Pull out every line of the rows below that contains the string "hillside", matching case exactly.

(Entries for bounding-box labeling)
>>>>>

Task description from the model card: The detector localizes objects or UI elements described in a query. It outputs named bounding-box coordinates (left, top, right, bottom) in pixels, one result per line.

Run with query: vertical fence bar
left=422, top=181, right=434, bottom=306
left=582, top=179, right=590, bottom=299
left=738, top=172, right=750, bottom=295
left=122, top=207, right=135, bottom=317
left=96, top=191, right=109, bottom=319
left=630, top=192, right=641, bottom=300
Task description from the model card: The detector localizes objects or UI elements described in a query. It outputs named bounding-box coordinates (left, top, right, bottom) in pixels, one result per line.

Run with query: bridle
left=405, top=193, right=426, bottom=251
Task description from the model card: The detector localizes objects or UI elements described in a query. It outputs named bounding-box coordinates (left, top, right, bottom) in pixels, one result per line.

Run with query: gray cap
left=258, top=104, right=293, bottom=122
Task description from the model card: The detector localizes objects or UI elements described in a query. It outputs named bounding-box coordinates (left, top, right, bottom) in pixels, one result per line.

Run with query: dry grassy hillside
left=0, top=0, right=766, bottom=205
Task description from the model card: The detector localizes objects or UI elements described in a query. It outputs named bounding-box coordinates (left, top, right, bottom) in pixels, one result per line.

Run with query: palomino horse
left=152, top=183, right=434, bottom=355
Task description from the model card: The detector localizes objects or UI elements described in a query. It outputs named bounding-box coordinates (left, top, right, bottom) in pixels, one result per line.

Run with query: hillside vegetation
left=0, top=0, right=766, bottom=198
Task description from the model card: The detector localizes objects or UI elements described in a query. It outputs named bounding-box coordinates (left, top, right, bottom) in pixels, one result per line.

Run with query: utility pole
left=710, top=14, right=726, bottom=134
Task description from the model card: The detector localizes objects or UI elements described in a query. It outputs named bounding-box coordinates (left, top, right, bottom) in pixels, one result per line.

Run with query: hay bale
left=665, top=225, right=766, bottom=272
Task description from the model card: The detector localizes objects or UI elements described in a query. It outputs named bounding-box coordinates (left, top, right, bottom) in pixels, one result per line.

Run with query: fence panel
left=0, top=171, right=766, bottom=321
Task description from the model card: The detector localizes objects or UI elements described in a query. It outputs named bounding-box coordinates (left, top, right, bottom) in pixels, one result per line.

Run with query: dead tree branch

<<<<<

▶ [Answer below]:
Run with query: dry grassy hillside
Run with query: hillside vegetation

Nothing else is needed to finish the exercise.